Письменное задание A:
Перепечатайте отрывок о сдаче Царицына, начиная со слов "Многие рабочие и" и продолжая до слов "потянулся поток беженцев." включительно.

В силу этих обстоятельств Царицын был сдан без серьезных боев.

Многие рабочие и служащие Царицына, опасаясь репрессий со стороны белогвардейцев, бросали на ходу свои фабрики и заводы и вместе с семьями уходили из города. На север, вдоль Волги, и на восток, за Волгу, потянулся поток беженцев.

В Царицыне были брошены несколько бронепоездов при полном и исправном вооружении. Лишь в некоторых [214] бронепоездах по инициативе бойцов были изъяты замки артиллерийских орудий.

Узнав об отходе стрелковых частей из-под Царицына и о том, что этим отходом по существу никто не руководит, мы вынуждены были выделить специальные отряды заграждения, приказав им задерживать всех бегущих с фронта, как отдельных бойцов, так и подразделения, останавливать обозы и возвращать их в свои части. Эта мера многих привела в чувство. Прежде всего она дала знать бойцам и командирам стрелковых частей, что Конный корпус никуда не ушел и в случае тяжелого положения придет на помощь своей пехоте. Весть о том, что наш корпус действует на правом фланге, быстро облетела все части армии. Бойцы, даже те, которые были уже давно в тылу и которых отряды заграждения не могли задержать, стали возвращаться в свои части. Артиллерия стрелковых частей потянулась к нам, так как в создавшейся обстановке только Конный корпус был способен прикрыть ее. За два дня отступления от Царицына в расположении корпуса сосредоточилась почти вся артиллерия стрелковых дивизий 10-й армии.

(Фрагменты набора данных по указанию объектов)
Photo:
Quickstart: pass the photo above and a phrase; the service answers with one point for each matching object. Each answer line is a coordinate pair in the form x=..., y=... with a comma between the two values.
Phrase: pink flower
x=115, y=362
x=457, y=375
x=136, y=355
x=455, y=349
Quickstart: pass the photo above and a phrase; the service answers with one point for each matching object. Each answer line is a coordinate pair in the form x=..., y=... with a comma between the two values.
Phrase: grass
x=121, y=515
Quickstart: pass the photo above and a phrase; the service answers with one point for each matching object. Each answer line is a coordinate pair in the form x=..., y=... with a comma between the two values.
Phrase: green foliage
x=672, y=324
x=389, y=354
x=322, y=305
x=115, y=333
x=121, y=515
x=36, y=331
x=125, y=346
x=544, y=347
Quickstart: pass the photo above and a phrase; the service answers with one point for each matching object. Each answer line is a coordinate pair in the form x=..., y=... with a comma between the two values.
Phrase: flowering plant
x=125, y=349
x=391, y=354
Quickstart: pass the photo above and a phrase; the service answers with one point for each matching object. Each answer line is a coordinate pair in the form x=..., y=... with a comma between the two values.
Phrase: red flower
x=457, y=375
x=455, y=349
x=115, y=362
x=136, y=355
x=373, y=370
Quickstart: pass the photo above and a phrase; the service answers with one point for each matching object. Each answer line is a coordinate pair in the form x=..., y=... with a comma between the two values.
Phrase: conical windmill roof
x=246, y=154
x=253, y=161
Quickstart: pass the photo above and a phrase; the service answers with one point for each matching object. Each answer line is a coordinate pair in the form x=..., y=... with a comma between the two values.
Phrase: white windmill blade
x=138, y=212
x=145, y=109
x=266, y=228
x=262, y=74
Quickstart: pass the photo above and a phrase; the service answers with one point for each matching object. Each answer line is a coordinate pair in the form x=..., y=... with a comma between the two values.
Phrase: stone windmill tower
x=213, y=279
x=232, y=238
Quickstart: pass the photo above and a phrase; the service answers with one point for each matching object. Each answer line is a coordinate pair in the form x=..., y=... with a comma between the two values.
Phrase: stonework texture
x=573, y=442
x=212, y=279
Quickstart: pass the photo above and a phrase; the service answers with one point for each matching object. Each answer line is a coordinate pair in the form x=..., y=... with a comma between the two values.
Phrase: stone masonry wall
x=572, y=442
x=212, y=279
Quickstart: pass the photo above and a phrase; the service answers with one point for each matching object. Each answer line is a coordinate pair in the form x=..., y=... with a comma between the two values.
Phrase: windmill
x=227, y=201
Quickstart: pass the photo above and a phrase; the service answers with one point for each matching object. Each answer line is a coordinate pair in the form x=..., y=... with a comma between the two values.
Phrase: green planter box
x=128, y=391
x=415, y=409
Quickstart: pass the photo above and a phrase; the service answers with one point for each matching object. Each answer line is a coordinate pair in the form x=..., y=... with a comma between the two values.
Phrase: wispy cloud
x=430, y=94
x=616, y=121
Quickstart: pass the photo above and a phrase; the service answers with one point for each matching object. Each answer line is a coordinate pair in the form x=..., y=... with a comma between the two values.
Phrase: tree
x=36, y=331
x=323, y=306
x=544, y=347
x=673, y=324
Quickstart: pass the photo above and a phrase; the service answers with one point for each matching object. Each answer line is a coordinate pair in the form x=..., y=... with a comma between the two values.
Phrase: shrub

Письменное задание B:
Соберите из листинга все строки, в которых встречается слово "green". Регистр букв учитывается.

Письменный ответ A:
Многие рабочие и служащие Царицына, опасаясь репрессий со стороны белогвардейцев, бросали на ходу свои фабрики и заводы и вместе с семьями уходили из города. На север, вдоль Волги, и на восток, за Волгу, потянулся поток беженцев.

Письменный ответ B:
Phrase: green foliage
Phrase: green planter box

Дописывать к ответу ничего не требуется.